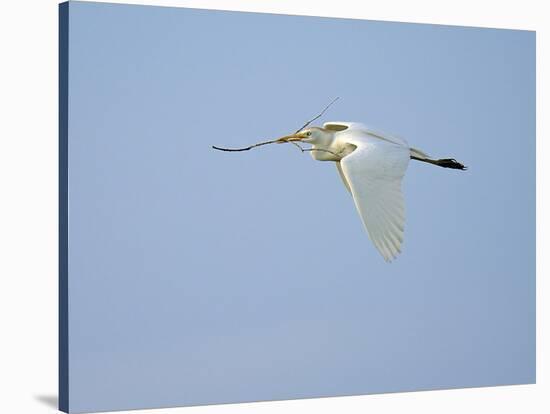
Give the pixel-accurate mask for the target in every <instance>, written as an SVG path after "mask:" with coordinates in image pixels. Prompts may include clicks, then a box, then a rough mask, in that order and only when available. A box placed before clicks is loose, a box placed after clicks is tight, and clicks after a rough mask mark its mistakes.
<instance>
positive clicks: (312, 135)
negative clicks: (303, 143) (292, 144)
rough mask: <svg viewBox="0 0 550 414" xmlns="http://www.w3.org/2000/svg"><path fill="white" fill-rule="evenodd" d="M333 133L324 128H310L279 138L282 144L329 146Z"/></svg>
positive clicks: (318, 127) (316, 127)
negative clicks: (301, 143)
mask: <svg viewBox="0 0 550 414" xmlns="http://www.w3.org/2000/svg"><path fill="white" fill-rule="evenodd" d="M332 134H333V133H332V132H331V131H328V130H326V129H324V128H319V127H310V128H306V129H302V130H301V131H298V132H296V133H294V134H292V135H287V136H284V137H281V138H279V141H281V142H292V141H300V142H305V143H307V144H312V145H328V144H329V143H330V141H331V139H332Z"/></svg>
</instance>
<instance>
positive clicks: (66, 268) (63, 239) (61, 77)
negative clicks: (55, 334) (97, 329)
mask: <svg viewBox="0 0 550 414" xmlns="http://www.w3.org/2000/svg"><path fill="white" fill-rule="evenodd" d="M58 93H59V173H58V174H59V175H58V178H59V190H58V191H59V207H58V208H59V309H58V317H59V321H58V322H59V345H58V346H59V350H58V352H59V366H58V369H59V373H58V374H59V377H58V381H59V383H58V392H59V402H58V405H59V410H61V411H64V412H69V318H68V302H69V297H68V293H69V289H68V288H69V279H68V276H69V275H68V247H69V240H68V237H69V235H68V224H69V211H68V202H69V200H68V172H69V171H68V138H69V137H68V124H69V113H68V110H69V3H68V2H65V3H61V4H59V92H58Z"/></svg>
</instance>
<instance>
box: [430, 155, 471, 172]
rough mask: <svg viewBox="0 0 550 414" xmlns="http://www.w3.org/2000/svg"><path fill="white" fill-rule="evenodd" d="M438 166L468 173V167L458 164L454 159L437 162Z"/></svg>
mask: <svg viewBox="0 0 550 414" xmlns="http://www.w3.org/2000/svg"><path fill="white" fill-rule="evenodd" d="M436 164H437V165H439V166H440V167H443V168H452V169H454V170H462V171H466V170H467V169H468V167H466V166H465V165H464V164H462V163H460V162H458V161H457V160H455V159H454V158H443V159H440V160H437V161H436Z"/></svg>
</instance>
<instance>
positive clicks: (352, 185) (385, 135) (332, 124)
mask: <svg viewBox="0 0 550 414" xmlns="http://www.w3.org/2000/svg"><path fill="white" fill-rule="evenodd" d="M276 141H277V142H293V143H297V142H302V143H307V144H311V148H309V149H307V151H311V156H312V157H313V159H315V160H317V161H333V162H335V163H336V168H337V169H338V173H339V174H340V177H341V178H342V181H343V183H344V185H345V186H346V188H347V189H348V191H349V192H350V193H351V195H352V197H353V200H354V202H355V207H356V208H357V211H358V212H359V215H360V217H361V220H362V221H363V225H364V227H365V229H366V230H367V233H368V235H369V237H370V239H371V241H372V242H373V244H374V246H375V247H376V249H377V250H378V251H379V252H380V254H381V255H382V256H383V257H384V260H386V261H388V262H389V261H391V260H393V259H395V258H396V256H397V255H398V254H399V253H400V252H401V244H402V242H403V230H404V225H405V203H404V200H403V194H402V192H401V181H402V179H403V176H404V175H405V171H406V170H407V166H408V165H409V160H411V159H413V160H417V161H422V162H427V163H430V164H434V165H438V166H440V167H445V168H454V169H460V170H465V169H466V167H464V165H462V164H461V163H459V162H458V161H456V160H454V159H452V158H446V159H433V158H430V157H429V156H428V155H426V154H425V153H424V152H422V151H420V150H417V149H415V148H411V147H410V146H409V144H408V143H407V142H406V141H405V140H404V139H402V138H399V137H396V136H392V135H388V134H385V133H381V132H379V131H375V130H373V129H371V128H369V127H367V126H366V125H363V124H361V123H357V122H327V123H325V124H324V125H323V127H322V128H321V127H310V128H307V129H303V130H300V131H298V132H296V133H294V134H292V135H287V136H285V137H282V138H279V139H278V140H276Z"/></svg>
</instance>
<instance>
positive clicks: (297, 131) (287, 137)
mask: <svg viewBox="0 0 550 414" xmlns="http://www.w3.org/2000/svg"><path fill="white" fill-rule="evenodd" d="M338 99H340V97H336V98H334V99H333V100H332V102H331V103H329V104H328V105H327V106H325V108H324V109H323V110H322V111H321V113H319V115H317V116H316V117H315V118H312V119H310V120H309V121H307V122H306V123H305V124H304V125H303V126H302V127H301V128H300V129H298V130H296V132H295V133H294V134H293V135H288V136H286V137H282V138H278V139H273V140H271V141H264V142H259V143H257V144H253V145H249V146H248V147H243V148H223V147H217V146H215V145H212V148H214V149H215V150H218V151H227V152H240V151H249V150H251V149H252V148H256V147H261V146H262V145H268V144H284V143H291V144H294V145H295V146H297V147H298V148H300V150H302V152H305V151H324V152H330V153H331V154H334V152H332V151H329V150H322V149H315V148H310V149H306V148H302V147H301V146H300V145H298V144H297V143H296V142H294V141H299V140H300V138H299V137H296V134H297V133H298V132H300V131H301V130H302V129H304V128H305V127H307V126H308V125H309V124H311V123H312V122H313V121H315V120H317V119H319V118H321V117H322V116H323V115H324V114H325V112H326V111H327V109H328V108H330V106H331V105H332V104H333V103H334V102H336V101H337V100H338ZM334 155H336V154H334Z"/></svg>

+--

Reproduce only the lines from the first line of the listing above up to and including the line that holds "positive clicks: (312, 135)". Omit the pictures.

Your solution:
Give the pixel-accurate mask for the target in every <instance>, written as an SVG path after "mask:" with coordinates in image pixels. Prompts may include clicks, then a box, then a rough mask, in that order and only when available. A box placed before clicks is loose, a box placed after clicks is tight, and clicks after a rough mask mark its mistakes.
<instance>
positive clicks: (312, 135)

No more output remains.